-- START OF Information shown --

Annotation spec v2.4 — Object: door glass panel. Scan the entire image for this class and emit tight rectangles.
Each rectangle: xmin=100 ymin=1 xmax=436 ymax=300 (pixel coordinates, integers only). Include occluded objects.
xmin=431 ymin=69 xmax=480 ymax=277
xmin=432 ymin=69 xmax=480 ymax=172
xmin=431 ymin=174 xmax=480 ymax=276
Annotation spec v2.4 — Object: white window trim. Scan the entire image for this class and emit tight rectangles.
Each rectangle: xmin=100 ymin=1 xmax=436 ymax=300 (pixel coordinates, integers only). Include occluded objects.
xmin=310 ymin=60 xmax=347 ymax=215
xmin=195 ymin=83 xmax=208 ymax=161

-- END OF Information shown --

### Directions:
Reformat every line of the records above as a numbered list, omitting blank lines.

### Response to this task:
1. Annotation spec v2.4 — Object: door glass panel. Scan the entire image for this class and emit tight rectangles.
2. Each rectangle: xmin=100 ymin=1 xmax=436 ymax=300 (pixel coordinates, integers only). Include occluded objects.
3. xmin=431 ymin=69 xmax=480 ymax=277
4. xmin=432 ymin=69 xmax=480 ymax=172
5. xmin=431 ymin=174 xmax=480 ymax=276
6. Annotation spec v2.4 — Object: white window trim. Scan the entire image for this class and emit tight rectangles.
7. Each rectangle: xmin=100 ymin=1 xmax=436 ymax=300 (pixel coordinates, integers only). Include occluded objects.
8. xmin=310 ymin=60 xmax=347 ymax=215
9. xmin=195 ymin=83 xmax=208 ymax=161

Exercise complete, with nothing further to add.